Whatever appears in the listing, return all of it exactly.

### ENTRIES PROVIDED

▼

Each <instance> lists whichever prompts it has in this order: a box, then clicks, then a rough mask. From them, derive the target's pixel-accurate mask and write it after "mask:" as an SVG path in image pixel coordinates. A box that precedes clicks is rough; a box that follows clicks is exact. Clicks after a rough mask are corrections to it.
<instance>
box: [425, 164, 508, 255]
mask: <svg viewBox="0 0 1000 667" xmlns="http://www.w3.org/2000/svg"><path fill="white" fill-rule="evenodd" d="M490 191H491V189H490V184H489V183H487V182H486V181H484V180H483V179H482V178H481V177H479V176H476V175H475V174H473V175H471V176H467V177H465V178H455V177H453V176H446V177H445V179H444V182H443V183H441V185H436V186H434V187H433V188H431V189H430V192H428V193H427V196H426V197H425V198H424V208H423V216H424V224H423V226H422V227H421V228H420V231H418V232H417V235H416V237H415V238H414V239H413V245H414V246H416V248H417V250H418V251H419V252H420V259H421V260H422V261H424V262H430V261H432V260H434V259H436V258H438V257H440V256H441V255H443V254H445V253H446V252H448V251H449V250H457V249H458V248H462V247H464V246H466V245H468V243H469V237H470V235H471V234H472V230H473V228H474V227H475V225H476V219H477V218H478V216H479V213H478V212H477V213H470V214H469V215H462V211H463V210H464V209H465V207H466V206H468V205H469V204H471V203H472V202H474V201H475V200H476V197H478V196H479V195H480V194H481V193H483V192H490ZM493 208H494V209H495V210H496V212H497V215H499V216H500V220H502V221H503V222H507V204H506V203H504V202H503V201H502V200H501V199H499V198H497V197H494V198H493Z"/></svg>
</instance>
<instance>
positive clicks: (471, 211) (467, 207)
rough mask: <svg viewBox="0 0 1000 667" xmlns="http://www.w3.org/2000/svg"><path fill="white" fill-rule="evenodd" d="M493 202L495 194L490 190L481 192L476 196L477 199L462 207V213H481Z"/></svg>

▲

### EXERCISE SOLUTION
Each <instance> lists whichever prompts it has in this order: a box, then clicks, then a rough mask. From them, derive the target's pixel-accurate mask and write it after "mask:" as an SVG path in image pixel coordinates. A box that precedes clicks is rough; a box that follows clicks is exact. Clicks after a rough mask are corrections to it.
<instance>
box: [425, 164, 508, 255]
mask: <svg viewBox="0 0 1000 667" xmlns="http://www.w3.org/2000/svg"><path fill="white" fill-rule="evenodd" d="M490 191H491V189H490V184H489V183H487V182H486V181H484V180H483V179H482V178H481V177H479V176H476V175H475V174H473V175H471V176H467V177H465V178H455V177H453V176H446V177H445V179H444V182H443V183H441V185H436V186H434V187H433V188H431V189H430V192H428V193H427V196H426V197H425V198H424V208H423V216H424V224H423V226H422V227H421V228H420V231H418V232H417V235H416V237H415V238H414V239H413V245H414V246H416V248H417V250H418V251H419V252H420V259H421V260H422V261H424V262H430V261H432V260H434V259H436V258H438V257H440V256H441V255H443V254H445V253H446V252H448V251H449V250H457V249H458V248H462V247H464V246H466V245H468V243H469V237H470V235H471V234H472V230H473V228H474V227H475V225H476V219H477V218H478V216H479V213H478V212H477V213H470V214H469V215H462V211H463V210H464V209H465V207H466V206H468V205H469V204H471V203H472V202H474V201H475V200H476V197H478V196H479V195H480V194H481V193H483V192H490ZM493 208H494V209H495V210H496V212H497V215H499V216H500V220H502V221H503V222H507V204H506V203H504V202H503V201H502V200H501V199H499V198H497V197H494V198H493Z"/></svg>
</instance>
<instance>
positive clicks: (471, 211) (467, 207)
rough mask: <svg viewBox="0 0 1000 667" xmlns="http://www.w3.org/2000/svg"><path fill="white" fill-rule="evenodd" d="M493 202L495 194L490 190L481 192L476 196L477 199L462 207V213H481Z"/></svg>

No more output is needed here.